[DOCUMENT TEXT Boundary: Start]

And finally – elderly people aren't the only group that includes individuals who forget to take their medication. A bit of ageism crept into your article there, if only in a quotation.

There is something between the stars

Has it struck anyone else that the LIGO experiment to detect gravitational waves (17 February, p 8) is just Michelson-Morley's 1887 experiment writ large and more accurate? They tried to detect Earth's movement through ether, the substance once thought to fill space. We do not stream through the luminiferous ether, but it does wobble a bit.

Did Neanderthal art brush off on us?

Michael Marshall reports the discovery of Neanderthal cave art (3 March, p 16). There is an oft-repeated myth that Cro-Magnon cave art – and even symbolism itself – “exploded” onto the European scene in 40,000 BC. Rather than proving how the Cro-Magnons made this great leap forward in civilisation, perhaps it shows that contact with Neanderthals sparked off the apparently fully fledged artwork that the latter had been developing for millennia?

[DOCUMENT TEXT Boundary: End]

PROBLEMS TO WORK ON -
(1) List every date or year mentioned in the readers' letters, in the order they appear.
(2) Carry on the readers' letters from the end of the Neanderthal art letter, in the same style.

[DATASET ENTRIES Boundary: Start]

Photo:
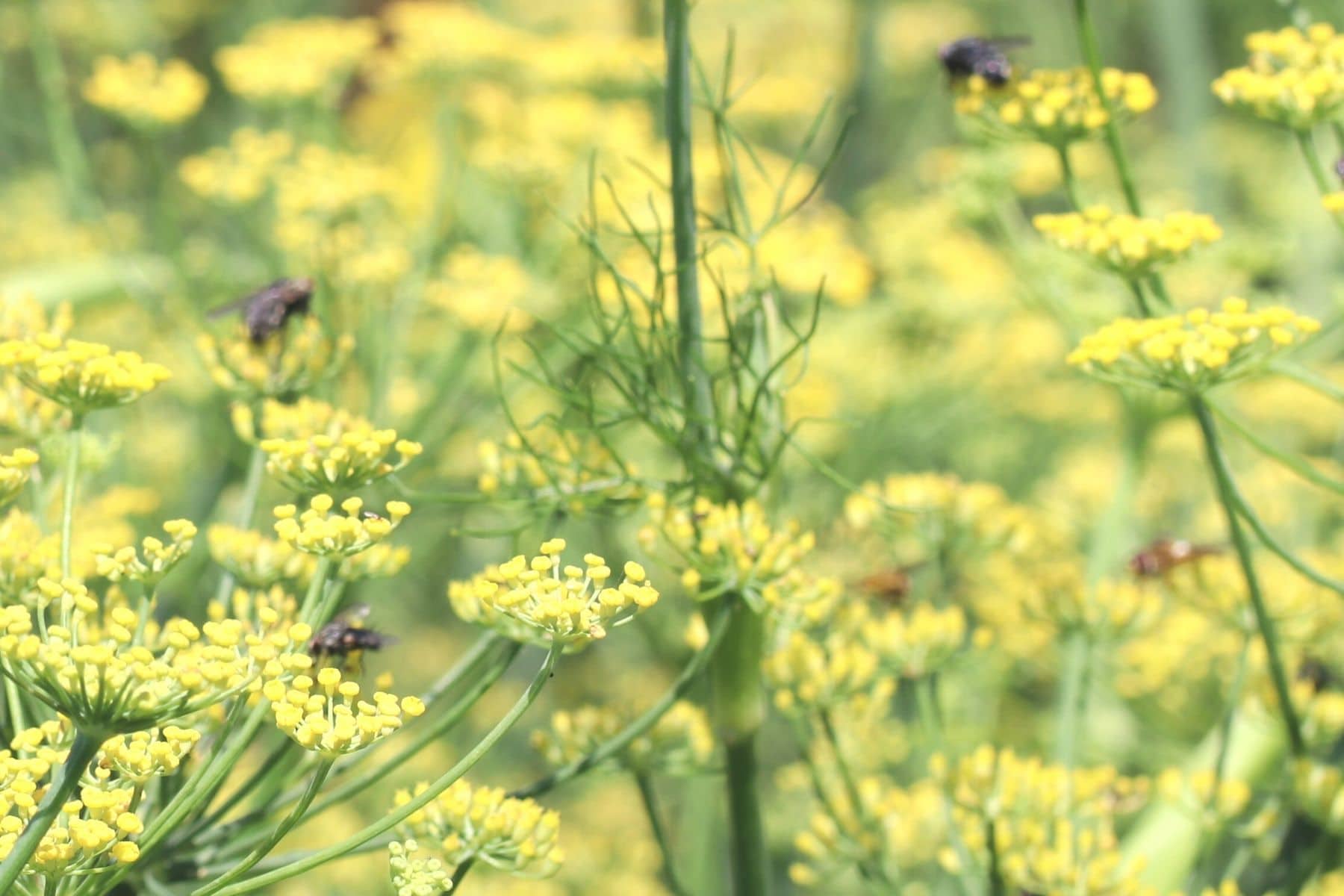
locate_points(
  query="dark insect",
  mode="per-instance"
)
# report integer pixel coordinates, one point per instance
(890, 586)
(267, 311)
(981, 57)
(346, 637)
(1164, 555)
(1316, 673)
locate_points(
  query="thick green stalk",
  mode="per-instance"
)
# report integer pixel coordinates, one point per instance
(262, 849)
(402, 813)
(82, 751)
(651, 808)
(67, 499)
(1241, 544)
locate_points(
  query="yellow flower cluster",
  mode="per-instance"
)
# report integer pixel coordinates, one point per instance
(329, 716)
(1054, 107)
(346, 457)
(1293, 78)
(1201, 794)
(1194, 351)
(240, 172)
(546, 602)
(89, 833)
(124, 673)
(484, 824)
(1124, 243)
(258, 561)
(154, 561)
(287, 60)
(897, 827)
(82, 376)
(554, 467)
(13, 473)
(288, 363)
(726, 547)
(146, 754)
(326, 534)
(26, 555)
(23, 411)
(414, 875)
(680, 743)
(483, 290)
(146, 93)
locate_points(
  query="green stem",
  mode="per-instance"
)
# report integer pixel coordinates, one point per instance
(750, 862)
(62, 788)
(695, 379)
(651, 808)
(1092, 54)
(262, 849)
(67, 499)
(640, 726)
(402, 813)
(1223, 485)
(252, 489)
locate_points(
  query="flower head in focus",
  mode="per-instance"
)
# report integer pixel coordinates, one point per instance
(81, 376)
(546, 602)
(1194, 351)
(144, 92)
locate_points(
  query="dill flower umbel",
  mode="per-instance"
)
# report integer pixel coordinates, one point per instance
(1194, 351)
(541, 601)
(1053, 107)
(116, 671)
(327, 715)
(155, 559)
(287, 60)
(680, 743)
(146, 93)
(240, 172)
(484, 824)
(1124, 243)
(343, 458)
(1293, 77)
(326, 534)
(82, 376)
(289, 361)
(13, 473)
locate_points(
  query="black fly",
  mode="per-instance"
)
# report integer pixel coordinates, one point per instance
(346, 637)
(267, 311)
(983, 57)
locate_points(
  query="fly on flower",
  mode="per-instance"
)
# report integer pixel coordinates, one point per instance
(347, 638)
(267, 311)
(1164, 555)
(983, 57)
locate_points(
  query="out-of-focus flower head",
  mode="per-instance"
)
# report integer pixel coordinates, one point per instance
(13, 473)
(284, 364)
(726, 547)
(1124, 243)
(1054, 107)
(680, 743)
(81, 376)
(484, 824)
(329, 715)
(146, 93)
(300, 60)
(544, 602)
(326, 534)
(154, 561)
(1194, 351)
(240, 172)
(1293, 78)
(119, 672)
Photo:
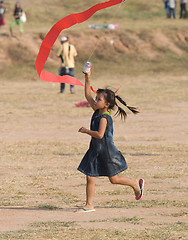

[DATASET ENTRIES Boundary: End]

TASK-BY-TASK RESULTS -
(1) 17 February; 1887; 3 March; 40,000 BC

(2)
Cash for DNA data could be a Faustian pact

Richard Kemeny discusses how big pharma might pay to access your genome (24 February, p 8). He is right that the era of the data economy is here. Organisations are desperate to collect, use and profit from our data. Kemeny is also right to highlight the chance for us to have some say in who profits. But we also need more detail on data protection.

The assertion that we can decide how much we should sell our DNA data for assumes a good understanding of the changing risks, both economic and personal, for any individual considering entering into such a potentially Faustian pact.

New data protection laws will sweep Europe this May. If they succeed in providing robust protections and remedies, it will be welcome. The trouble is, if our password is compromised we can change it, if our genome data is compromised… what then?

Put other anti-asteroid options to the test

In your story on using predictive models to guide how to combat an incoming asteroid, we are told that if one “was set to hit Earth, humanity would have to scramble to conduct the world's riskiest experiment” (17 February, p 6).

That is why it is important to carry out low-risk trials soon, even if it probably isn't possible with nukes. Conducting NASA's Double Asteroid Redirection Test sooner, rather than later, makes sense. The results may mean we don't have to scramble when nature compels us to act for real.

Tell the customer how their dinner was killed

Danny Chambers wants all meat labelled as stunned or unstunned at slaughter (17 February, p 22).

Shechita UK fully supports, and always has done, the notion that consumers have every right to know what they are eating.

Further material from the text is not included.